Stated goal: Can you quote the lines below exactly, starting at the line with "Tag the green" and going through the last one?

Data in this exercise:
>> BEGIN

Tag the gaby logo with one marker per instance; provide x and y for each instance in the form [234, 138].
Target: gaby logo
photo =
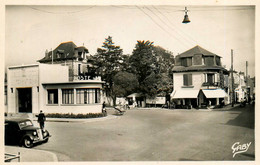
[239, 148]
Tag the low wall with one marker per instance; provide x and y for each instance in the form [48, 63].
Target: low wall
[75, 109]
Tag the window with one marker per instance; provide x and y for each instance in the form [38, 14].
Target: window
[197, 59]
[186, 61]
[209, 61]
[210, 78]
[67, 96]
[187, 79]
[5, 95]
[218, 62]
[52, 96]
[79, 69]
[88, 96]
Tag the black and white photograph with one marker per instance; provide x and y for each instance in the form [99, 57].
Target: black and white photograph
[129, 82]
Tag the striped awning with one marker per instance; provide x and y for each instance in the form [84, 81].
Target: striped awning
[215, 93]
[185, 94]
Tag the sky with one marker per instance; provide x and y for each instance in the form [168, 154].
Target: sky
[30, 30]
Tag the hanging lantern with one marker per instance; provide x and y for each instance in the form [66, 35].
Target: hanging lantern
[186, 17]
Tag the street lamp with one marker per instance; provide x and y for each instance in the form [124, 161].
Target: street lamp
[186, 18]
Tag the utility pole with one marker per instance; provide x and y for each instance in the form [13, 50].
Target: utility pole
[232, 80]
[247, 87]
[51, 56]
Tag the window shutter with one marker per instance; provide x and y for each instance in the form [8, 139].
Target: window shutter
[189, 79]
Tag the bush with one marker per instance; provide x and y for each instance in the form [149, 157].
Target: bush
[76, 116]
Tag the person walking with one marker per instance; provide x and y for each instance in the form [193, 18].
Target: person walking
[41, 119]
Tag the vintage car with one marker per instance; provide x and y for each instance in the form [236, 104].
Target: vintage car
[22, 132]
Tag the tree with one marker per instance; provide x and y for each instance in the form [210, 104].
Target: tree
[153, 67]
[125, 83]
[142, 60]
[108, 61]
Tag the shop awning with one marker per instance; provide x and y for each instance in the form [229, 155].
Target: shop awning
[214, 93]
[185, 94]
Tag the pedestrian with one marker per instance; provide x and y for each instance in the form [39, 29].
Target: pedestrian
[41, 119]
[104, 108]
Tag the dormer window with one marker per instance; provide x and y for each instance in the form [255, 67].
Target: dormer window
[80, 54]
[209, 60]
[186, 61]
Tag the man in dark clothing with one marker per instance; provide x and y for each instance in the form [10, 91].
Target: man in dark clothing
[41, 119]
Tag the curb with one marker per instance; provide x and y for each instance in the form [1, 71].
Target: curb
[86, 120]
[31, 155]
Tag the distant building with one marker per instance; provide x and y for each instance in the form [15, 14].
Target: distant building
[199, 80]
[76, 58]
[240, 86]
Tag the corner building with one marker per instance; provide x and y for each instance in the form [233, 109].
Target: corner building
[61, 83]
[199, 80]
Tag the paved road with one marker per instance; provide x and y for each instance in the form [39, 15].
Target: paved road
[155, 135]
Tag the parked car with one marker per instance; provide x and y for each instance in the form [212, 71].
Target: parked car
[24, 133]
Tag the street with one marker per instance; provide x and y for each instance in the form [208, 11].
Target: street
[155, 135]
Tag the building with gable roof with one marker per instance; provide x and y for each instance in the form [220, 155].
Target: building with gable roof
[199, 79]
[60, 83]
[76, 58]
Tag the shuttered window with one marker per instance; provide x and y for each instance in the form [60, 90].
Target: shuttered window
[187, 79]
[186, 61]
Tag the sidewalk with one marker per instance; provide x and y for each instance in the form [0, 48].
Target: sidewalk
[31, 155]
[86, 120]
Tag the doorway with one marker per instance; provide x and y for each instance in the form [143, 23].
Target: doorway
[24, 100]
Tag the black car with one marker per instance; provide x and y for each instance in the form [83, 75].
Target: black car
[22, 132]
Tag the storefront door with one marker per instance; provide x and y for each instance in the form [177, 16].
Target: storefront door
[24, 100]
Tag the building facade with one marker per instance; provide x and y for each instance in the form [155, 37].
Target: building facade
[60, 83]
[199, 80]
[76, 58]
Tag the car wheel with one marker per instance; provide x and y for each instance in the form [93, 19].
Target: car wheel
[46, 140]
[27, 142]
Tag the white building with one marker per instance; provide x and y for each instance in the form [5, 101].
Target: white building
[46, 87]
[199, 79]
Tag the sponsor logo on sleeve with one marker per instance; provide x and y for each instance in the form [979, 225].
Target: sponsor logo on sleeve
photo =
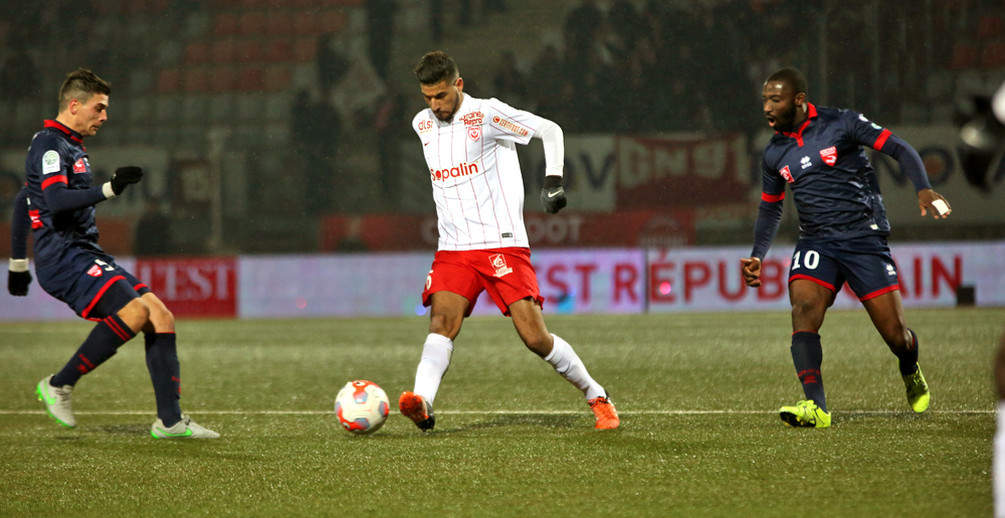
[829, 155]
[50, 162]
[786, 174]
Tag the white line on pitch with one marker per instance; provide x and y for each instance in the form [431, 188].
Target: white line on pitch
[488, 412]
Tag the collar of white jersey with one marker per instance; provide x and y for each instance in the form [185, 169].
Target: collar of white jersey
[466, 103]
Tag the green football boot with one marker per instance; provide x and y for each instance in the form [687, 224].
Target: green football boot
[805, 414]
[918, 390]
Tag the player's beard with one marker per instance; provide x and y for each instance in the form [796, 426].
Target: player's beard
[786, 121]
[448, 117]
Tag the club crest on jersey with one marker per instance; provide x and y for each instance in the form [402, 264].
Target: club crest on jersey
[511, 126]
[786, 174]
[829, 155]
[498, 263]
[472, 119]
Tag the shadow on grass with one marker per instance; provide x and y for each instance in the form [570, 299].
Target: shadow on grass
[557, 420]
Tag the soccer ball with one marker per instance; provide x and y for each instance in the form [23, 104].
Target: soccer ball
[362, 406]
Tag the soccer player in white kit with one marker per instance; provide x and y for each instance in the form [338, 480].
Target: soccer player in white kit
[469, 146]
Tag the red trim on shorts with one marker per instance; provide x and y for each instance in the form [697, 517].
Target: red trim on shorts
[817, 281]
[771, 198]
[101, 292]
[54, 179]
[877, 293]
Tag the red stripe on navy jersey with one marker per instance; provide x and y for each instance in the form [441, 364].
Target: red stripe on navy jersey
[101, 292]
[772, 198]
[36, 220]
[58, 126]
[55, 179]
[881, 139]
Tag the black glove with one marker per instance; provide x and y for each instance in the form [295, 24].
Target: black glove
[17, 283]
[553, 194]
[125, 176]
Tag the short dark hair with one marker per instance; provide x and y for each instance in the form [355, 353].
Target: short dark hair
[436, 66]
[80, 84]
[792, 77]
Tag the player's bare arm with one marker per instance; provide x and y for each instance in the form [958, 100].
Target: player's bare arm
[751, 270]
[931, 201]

>> END

Exercise result:
Tag the green football boot with one marker per instance; provide x and y for each instance in the form [687, 224].
Target: green football boot
[805, 414]
[918, 390]
Tag the player's beard with one marker per instance; provide x and y for each instance in the form [796, 426].
Target: player's beard
[786, 121]
[448, 117]
Tag the club crest on jersey with one marker per instance; provide x and y for each instance in the form [402, 264].
Target: club crest on jersey
[511, 126]
[786, 174]
[829, 155]
[498, 263]
[472, 119]
Tag the shadow on grass with one marker per instance; provide x and y for each instance in the form [570, 299].
Target: shadow on grass
[557, 420]
Tag the soccer ball with one marker per instance; provide x and y for each instance in the form [23, 104].
Target: soccer ball
[362, 406]
Tag the soccer player in white kit with one marker per instance; provide x and y for each instance in the form [338, 480].
Target: soccer player in white kit
[469, 146]
Tag the red trim on shorts with one marker per instance; provide x and y for each instance in the form [697, 517].
Target: red trim on shorts
[817, 281]
[771, 198]
[101, 292]
[54, 179]
[877, 293]
Tag the red stripe on navy jersey with one marker per instance; provide x and y for each instance in the form [441, 364].
Target: red stripe on navy jersey
[101, 292]
[772, 198]
[36, 220]
[58, 126]
[55, 179]
[881, 139]
Tag the black glove with one marker per instance; provide x and y for each instance in the form [295, 24].
Target: black glove
[17, 283]
[553, 194]
[125, 176]
Tag the short dark hair with one marker per instance; provide x and y for each instance in the form [355, 353].
Target: short dark hair
[436, 66]
[80, 84]
[792, 77]
Tag the player's bare arm with one marker per instance; provide x and y for each instance in the form [958, 100].
Target: player's bare arm
[751, 270]
[931, 201]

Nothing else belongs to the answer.